• _TEXTAUSZUG_

+-------+

Die Pummerin des Wiener Stephansdomes erhebt ihre dunkle Stimme nur selten außerhalb der gewohnten Festzeiten des Jahreskreises – aber, wenn sie es tut, dann halten die Menschen inne und fragen: „Was ist geschehen?“ So war es in den frühen Morgenstunden des 13. März 2004 und bald wusste es das ganze Land: Ein Seelsorger war gestorben, ein respektvoller und wertschätzender Gesprächspartner über alle Grenzen hinweg, ein Religionswissenschaftler von Rang, ein Konzilsvater aus Leidenschaft. Franz König, „der Kardinal Mitteleuropas“, hatte sein Leben und seine Seele in die Hände dessen zurückgegeben, der ihn am 3. August 1905, also vor fast 120 Jahren, für eine Bauernfamilie in Rabenstein im Pielachtal bestimmt hatte.

+-------+

• _AUFGABEN_
• a. Beantworte bitte diese Fragen zum Textauszug:
(i) Welche Glocke des Wiener Stephansdomes wird genannt?
(ii) An welchem Tag erklang sie in den frühen Morgenstunden?
(iii) In welchem Ort lebte die Bauernfamilie, für die Franz König bestimmt war?
• b. Schreib die Strecke des Textauszugs von „Die Pummerin des“ bis „Pielachtal bestimmt hatte.“ erneut ab und benenne dabei „Franz König“ in „Kardinal König“ um.

• _AUSGANGSMATERIAL_
+-------+

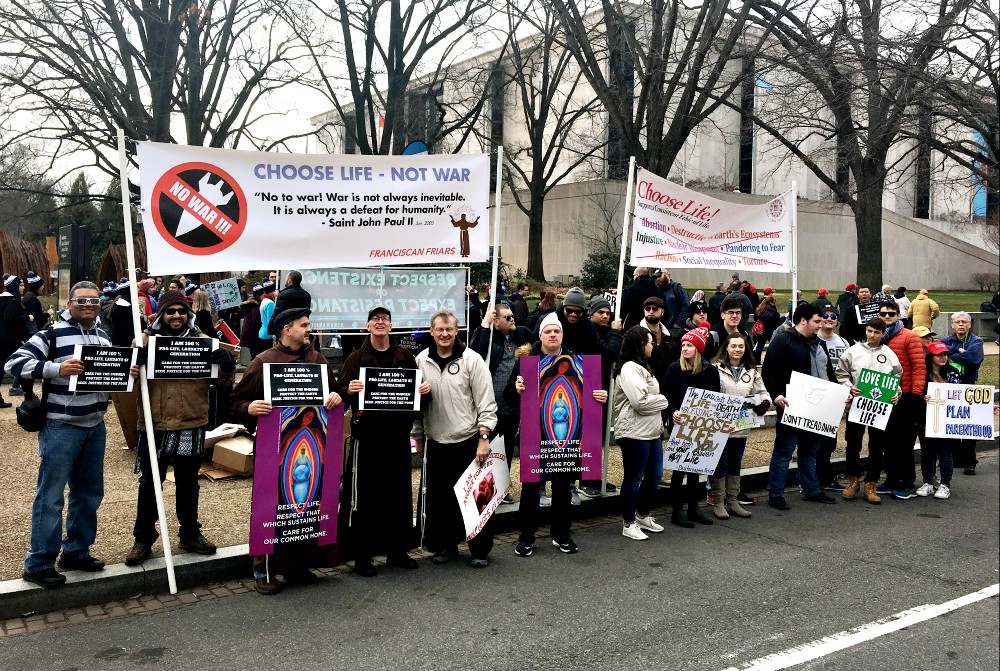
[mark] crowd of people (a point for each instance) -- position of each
(662, 344)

+-------+

• _ANTWORTEN IN REIHENFOLGE_
• a.
(i) Die Pummerin
(ii) Am 13. März 2004
(iii) In Rabenstein im Pielachtal

• b.
Die Pummerin des Wiener Stephansdomes erhebt ihre dunkle Stimme nur selten außerhalb der gewohnten Festzeiten des Jahreskreises – aber, wenn sie es tut, dann halten die Menschen inne und fragen: „Was ist geschehen?“ So war es in den frühen Morgenstunden des 13. März 2004 und bald wusste es das ganze Land: Ein Seelsorger war gestorben, ein respektvoller und wertschätzender Gesprächspartner über alle Grenzen hinweg, ein Religionswissenschaftler von Rang, ein Konzilsvater aus Leidenschaft. Kardinal König, „der Kardinal Mitteleuropas“, hatte sein Leben und seine Seele in die Hände dessen zurückgegeben, der ihn am 3. August 1905, also vor fast 120 Jahren, für eine Bauernfamilie in Rabenstein im Pielachtal bestimmt hatte.